Reproduce the entries below, substituting "foreground clicks" for every occurrence of "positive clicks" and leaving everything else unchanged. Omit the pictures from your answer.
===== Source information =====
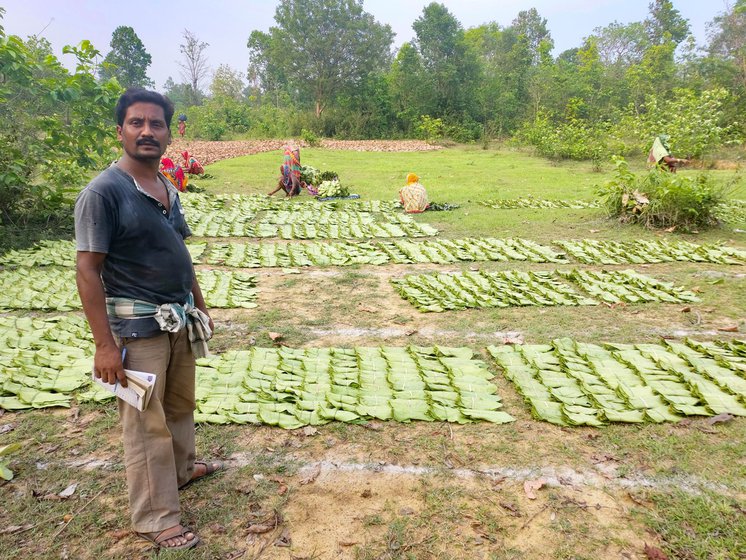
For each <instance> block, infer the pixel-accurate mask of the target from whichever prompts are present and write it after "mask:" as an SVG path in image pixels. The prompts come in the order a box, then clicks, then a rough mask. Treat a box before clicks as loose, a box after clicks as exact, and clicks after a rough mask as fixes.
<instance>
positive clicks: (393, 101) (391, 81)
mask: <svg viewBox="0 0 746 560" xmlns="http://www.w3.org/2000/svg"><path fill="white" fill-rule="evenodd" d="M387 79H388V83H389V91H390V92H391V102H392V105H393V109H394V112H395V113H396V117H397V119H399V121H400V123H401V125H402V127H403V129H404V131H405V132H407V133H409V132H411V131H412V129H413V126H414V124H415V123H416V122H417V120H418V119H419V118H420V117H421V116H422V115H429V114H431V113H432V112H433V110H434V95H433V93H434V89H433V84H432V82H431V80H430V76H429V74H428V73H427V72H426V71H425V68H424V66H423V65H422V58H421V57H420V54H419V53H418V52H417V49H415V48H414V47H413V46H412V44H411V43H404V44H403V45H402V46H401V48H400V49H399V52H398V53H397V55H396V58H395V59H394V62H393V63H392V64H391V70H390V71H389V73H388V76H387Z"/></svg>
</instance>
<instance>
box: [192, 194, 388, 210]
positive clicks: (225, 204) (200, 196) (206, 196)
mask: <svg viewBox="0 0 746 560" xmlns="http://www.w3.org/2000/svg"><path fill="white" fill-rule="evenodd" d="M181 203H182V205H183V206H184V208H185V209H187V211H188V212H187V213H189V212H191V211H192V210H193V209H194V210H198V211H208V210H225V209H230V210H236V209H239V210H240V211H241V212H242V213H243V214H256V213H258V212H262V211H272V210H283V211H287V212H295V211H304V210H305V211H310V212H318V209H319V205H320V201H318V200H308V199H302V198H292V199H282V198H269V197H267V196H263V195H262V196H259V195H249V196H247V195H241V194H214V195H213V194H210V195H207V194H191V193H189V194H186V195H184V194H182V195H181ZM323 208H324V209H325V210H328V211H331V210H348V211H356V212H381V213H392V212H394V211H396V210H399V209H401V204H400V203H399V201H395V200H360V199H352V200H344V201H339V200H330V201H323Z"/></svg>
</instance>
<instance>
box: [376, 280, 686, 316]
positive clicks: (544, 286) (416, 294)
mask: <svg viewBox="0 0 746 560" xmlns="http://www.w3.org/2000/svg"><path fill="white" fill-rule="evenodd" d="M560 278H563V279H565V280H568V281H570V282H572V283H573V284H574V286H575V288H578V289H580V290H581V291H584V292H586V294H587V295H582V294H581V293H579V292H577V291H575V289H574V288H573V287H572V286H570V285H569V284H566V283H564V282H562V281H561V280H560ZM391 283H392V284H393V285H394V287H395V288H396V289H397V290H398V291H399V293H400V294H401V296H402V297H403V298H405V299H407V300H408V301H409V302H410V303H412V304H413V305H414V306H415V307H417V308H418V309H419V310H420V311H426V312H427V311H432V312H442V311H447V310H454V309H466V308H473V307H511V306H532V305H542V306H553V305H599V304H600V303H601V302H606V303H610V304H611V303H614V304H618V303H646V302H653V301H657V302H666V303H682V302H692V301H699V300H698V299H697V296H695V295H694V294H693V293H692V292H688V291H685V290H684V289H682V288H678V287H675V286H673V285H672V284H669V283H666V282H661V281H658V280H655V279H653V278H650V277H648V276H643V275H641V274H637V273H636V272H634V271H632V270H625V271H613V272H593V271H581V270H564V271H563V270H556V271H543V272H522V271H518V270H507V271H500V272H461V273H454V274H411V275H408V276H405V277H404V278H392V279H391Z"/></svg>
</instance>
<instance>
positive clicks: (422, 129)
mask: <svg viewBox="0 0 746 560" xmlns="http://www.w3.org/2000/svg"><path fill="white" fill-rule="evenodd" d="M444 132H445V126H444V125H443V121H442V120H441V119H434V118H433V117H431V116H430V115H422V116H421V117H420V120H419V122H418V123H417V134H418V136H419V138H420V139H422V140H424V141H425V142H428V143H430V144H432V143H434V142H436V141H437V140H440V139H441V138H443V134H444Z"/></svg>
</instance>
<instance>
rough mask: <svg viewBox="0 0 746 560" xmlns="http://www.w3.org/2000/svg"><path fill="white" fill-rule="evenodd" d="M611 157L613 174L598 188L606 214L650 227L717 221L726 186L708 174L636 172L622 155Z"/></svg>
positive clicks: (689, 227) (704, 226)
mask: <svg viewBox="0 0 746 560" xmlns="http://www.w3.org/2000/svg"><path fill="white" fill-rule="evenodd" d="M613 159H614V163H615V166H616V171H615V177H614V178H613V179H611V180H610V181H608V182H607V183H606V184H604V185H603V186H601V187H599V188H598V189H597V193H598V195H599V198H600V200H601V203H602V205H603V207H604V209H605V210H606V212H607V213H608V215H609V216H611V217H616V218H619V220H620V221H621V222H636V223H641V224H643V225H644V226H646V227H650V228H682V229H684V230H692V229H695V228H700V227H707V226H710V225H714V224H716V223H717V217H716V210H717V207H718V205H719V204H720V203H721V202H722V201H723V199H724V196H725V194H724V193H725V190H724V188H723V187H721V186H719V185H717V184H716V183H715V181H714V179H713V178H712V176H711V175H708V174H704V173H702V174H700V175H698V176H696V177H690V176H686V175H682V174H680V173H668V172H665V171H662V170H660V169H658V168H655V169H653V170H652V171H648V172H646V173H644V174H642V175H639V176H638V175H635V174H634V173H632V172H631V171H630V170H629V166H628V165H627V162H626V161H625V160H624V158H620V157H614V158H613Z"/></svg>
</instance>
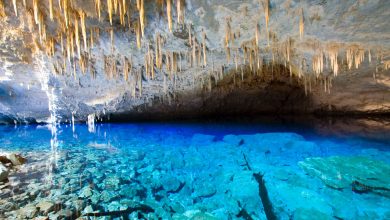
=====
Answer to the problem:
For each <instance> block, infer the pixel-accurate mask of the target from whichever prompts are present and write it after "mask:" as an SVG path in image pixels. The prompts come in the order a box, then clicks, then a rough mask. Treat a box before clicks as loose, a box after clicks as exact, and clicks after a rough mask as fixes.
<instance>
foreground clicks: (393, 101) (391, 81)
mask: <svg viewBox="0 0 746 560" xmlns="http://www.w3.org/2000/svg"><path fill="white" fill-rule="evenodd" d="M387 79H388V83H389V91H390V92H391V102H392V105H393V109H394V112H395V113H396V117H397V119H399V121H400V123H401V125H402V127H403V129H404V131H405V132H407V133H409V132H411V131H412V129H413V126H414V124H415V123H416V122H417V120H418V119H419V118H420V117H421V116H422V115H429V114H431V113H432V112H433V110H434V95H433V93H434V89H433V84H432V82H431V80H430V76H429V74H428V73H427V72H426V71H425V68H424V66H423V65H422V58H421V57H420V54H419V53H418V52H417V49H415V48H414V47H413V46H412V44H411V43H404V44H403V45H402V46H401V48H400V49H399V52H398V53H397V55H396V58H395V59H394V62H393V63H392V64H391V70H390V71H389V73H388V76H387Z"/></svg>
</instance>
<instance>
box: [192, 194, 388, 210]
foreground clicks: (225, 204) (200, 196) (206, 196)
mask: <svg viewBox="0 0 746 560" xmlns="http://www.w3.org/2000/svg"><path fill="white" fill-rule="evenodd" d="M181 203H182V205H183V206H184V208H185V209H187V211H188V212H187V213H189V212H191V211H192V210H193V209H194V210H198V211H208V210H225V209H230V210H236V209H239V210H240V211H241V212H242V213H243V214H256V213H258V212H262V211H272V210H283V211H287V212H295V211H304V210H305V211H310V212H318V209H319V205H320V201H318V200H308V199H302V198H292V199H282V198H269V197H267V196H263V195H262V196H259V195H249V196H247V195H241V194H214V195H213V194H210V195H207V194H191V193H189V194H186V195H184V194H182V195H181ZM323 208H324V209H325V210H328V211H331V210H348V211H356V212H381V213H392V212H394V211H396V210H399V209H401V204H400V203H399V201H395V200H360V199H352V200H344V201H339V200H330V201H323Z"/></svg>
</instance>
<instance>
box: [376, 280, 686, 316]
foreground clicks: (544, 286) (416, 294)
mask: <svg viewBox="0 0 746 560" xmlns="http://www.w3.org/2000/svg"><path fill="white" fill-rule="evenodd" d="M560 278H563V279H565V280H568V281H570V282H572V283H573V284H574V286H575V288H578V289H580V290H581V291H584V292H586V294H587V295H582V294H581V293H579V292H577V291H575V289H574V288H573V287H572V286H570V285H569V284H566V283H564V282H562V281H561V280H560ZM391 283H392V284H393V285H394V287H395V288H396V289H397V290H398V291H399V293H400V294H401V296H402V297H403V298H405V299H407V300H408V301H409V302H410V303H412V304H413V305H414V306H415V307H417V308H418V309H419V310H420V311H426V312H427V311H432V312H442V311H447V310H454V309H466V308H473V307H511V306H532V305H542V306H553V305H599V304H600V303H601V302H606V303H610V304H611V303H614V304H618V303H646V302H653V301H657V302H666V303H682V302H692V301H699V300H698V299H697V296H695V295H694V294H693V293H692V292H688V291H685V290H684V289H682V288H678V287H675V286H673V285H672V284H669V283H666V282H661V281H658V280H655V279H653V278H650V277H648V276H643V275H641V274H637V273H636V272H634V271H632V270H625V271H613V272H593V271H581V270H564V271H563V270H556V271H543V272H522V271H518V270H507V271H500V272H461V273H454V274H411V275H408V276H405V277H404V278H392V279H391Z"/></svg>
</instance>
<instance>
foreground clicks: (422, 129)
mask: <svg viewBox="0 0 746 560" xmlns="http://www.w3.org/2000/svg"><path fill="white" fill-rule="evenodd" d="M444 132H445V126H444V125H443V121H442V120H441V119H434V118H433V117H431V116H430V115H422V116H421V117H420V120H419V122H418V123H417V134H418V136H419V138H420V139H422V140H424V141H425V142H428V143H430V144H432V143H434V142H436V141H437V140H440V139H441V138H443V134H444Z"/></svg>
</instance>
<instance>
rough mask: <svg viewBox="0 0 746 560" xmlns="http://www.w3.org/2000/svg"><path fill="white" fill-rule="evenodd" d="M611 157L613 174L598 188L606 214L650 227L717 221L726 186L708 174L636 172L622 155Z"/></svg>
foreground clicks: (689, 227) (704, 226)
mask: <svg viewBox="0 0 746 560" xmlns="http://www.w3.org/2000/svg"><path fill="white" fill-rule="evenodd" d="M613 159H614V163H615V166H616V171H615V177H614V178H613V179H611V180H610V181H608V182H607V183H606V184H604V185H603V186H601V187H599V188H598V189H597V193H598V195H599V198H600V200H601V203H602V205H603V207H604V209H605V210H606V212H607V213H608V215H609V216H611V217H616V218H619V220H620V221H621V222H636V223H641V224H643V225H644V226H646V227H650V228H682V229H684V230H692V229H695V228H700V227H707V226H710V225H714V224H716V223H717V217H716V210H717V207H718V205H719V204H720V203H721V202H722V201H723V199H724V196H725V194H724V193H725V190H724V188H723V187H721V186H719V185H717V184H716V183H715V181H714V179H713V178H712V176H711V175H708V174H704V173H702V174H700V175H698V176H696V177H690V176H686V175H682V174H680V173H668V172H665V171H662V170H660V169H658V168H655V169H653V170H652V171H648V172H646V173H644V174H642V175H639V176H638V175H635V174H634V173H632V172H631V171H630V170H629V166H628V165H627V162H626V161H625V160H624V158H620V157H614V158H613Z"/></svg>
</instance>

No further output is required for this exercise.